Excerpt to read:
Lawnmower blades should be approximately as sharp as a butterknife. Learn why lawnmower blade sharpness matters to the health of your lawn, and how to tell the difference between a blade that is too dull, too sharp, or just right. This article will explain further how sharp should lawnmower blades be.
Lawnmower Blade Sharpness and Lawn Health
The blades on your lawnmower whirl around at high speeds, chopping blades of grass with every rotation. Any time you cut grass, you’re wounding the plant and creating an opportunity for disease to enter your lawn.
The quicker your lawn heals from its most recent mow, the less time it has to contract a disease and the healthier it will be. Healthy grass means a healthy and beautiful lawn. Sharp mower blades cut cleanly through each blade, allowing the grass to heal quickly.
Using a sharp mower blade is important to the health and appearance of your lawn. When you mow with a blade that is too dull, a range of unpleasant side effects can be expected, including:
- A jagged, raggedy appearance
- Yellowing and browning in the days following the mow
- Torn-up chunks of grass, where the plant got wrapped around the blade and was pulled out by the roots
Thicker grass places an even greater emphasis on the mower’s blade.
What’s more, a dull-bladed lawnmower is much harder to push, making the tedious chore of mowing take even longer.
Can Lawnmower Blades Be Too Sharp?
Lawnmower blades can absolutely be too sharp. While dull blades can mangle your lawn and tire you out, there is a host of problems with overly-sharpened lawnmower blades, too:
- Very thin blade edges can roll over on themselves, presenting a dull cutting surface.
- Super-sharp lawnmower blades go dull more quickly than those that are appropriately sharpened.
- Extra-sharp blades are more likely to become nicked or chipped when they encounter pebbles or other debris.
Avoid the consequences of a dull blade and the hassle of an overly-sharpened blade by frequently checking the cutting surface of the blade as you sharpen. The blade should slope at a 30-degree angle, and be about as sharp as a butterknife. If your lawnmower blade cuts your finger, it is too sharp.
How Often Should I Sharpen Lawnmower Blades?
How often you need to sharpen your mowing blades depends on your lawnmower usage, but there are a few general tips to guide your decision:
- Replace or repair damaged blades immediately. Never cut your lawn with a damaged blade. If you hit a rock while mowing, check the blade for damage and sharpen if necessary.
- Even the best lawn mower blades should have their blades sharpened at least once per year.
- Stop mowing as soon as you notice a drop in performance and make a plan to sharpen your blades.

Data excerpt:

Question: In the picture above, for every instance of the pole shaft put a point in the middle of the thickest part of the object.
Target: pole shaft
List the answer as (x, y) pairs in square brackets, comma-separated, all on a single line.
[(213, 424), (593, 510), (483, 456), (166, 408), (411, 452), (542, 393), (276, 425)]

Complete the following:
1. Answer these questions using the article on lawnmower blade sharpness:
(a) At what angle should the blade slope?
(b) At minimum, how often should lawnmower blades be sharpened?
(c) What can happen to very thin blade edges?
2. Carry on the article on lawnmower blade sharpness from its final sentence.
The listing is separate material and has no connection to the article on lawnmower blade sharpness.

Exercise results:
1.
(a) At a 30-degree angle.
(b) At least once per year.
(c) They can roll over on themselves and present a dull cutting surface.

2.
- A freshly sharpened blade should cut well for 20 to 25 hours. If your blade goes dull earlier than this, it could be a sign that you’ve oversharpened it.
- Once you’ve accumulated 25 hours of use on a blade, it should be sharpened whether you’ve noticed a drop in performance or not.
How to Check Lawnmower Blade Sharpness
Follow these steps to check how sharp your lawnmower blade is.
- Look at your lawn. Often, the first sign that your blade is in need of sharpening comes from the lawn itself. Brown, fraying edges, evidence of tearing, and uneven blade height after cutting are all telltale signs to schedule a sharpening.
- Remove the blade from the lawnmower. Empty the fuel from the lawnmower and tip it carefully on its side. Use a block of wood to keep the blade from moving. Loosen the retaining bolt by turning it counterclockwise. Note: it is possible to sharpen the blade without removing it from the mower.
- Clean the blade. Removing debris and rust from the surface of the blade will make it easier to check on its condition. Use acetone, mineral spirits, or another degreaser/solvent to clear sticky sap from the blade.
- Inspect the blade. A sharp mower blade will have a shiny edge and a smooth profile from edge to edge.
- Check the angle. You want the cutting edge to slope downward, away from the body of the blade, at about a 30-degree angle.
Ensure that as you re-install the blade it is balanced, as an unbalanced blade can cause a lot of the same problems that a dull blade causes.
Lawnmower blades must be sharp, but not as sharp as a razor. Too dull, and they’ll mangle your lawn. Too sharp, and the blades will accumulate chips and nicks before going prematurely dull. Sharpen blades after 25 hours of usage or when you notice a drop in performance.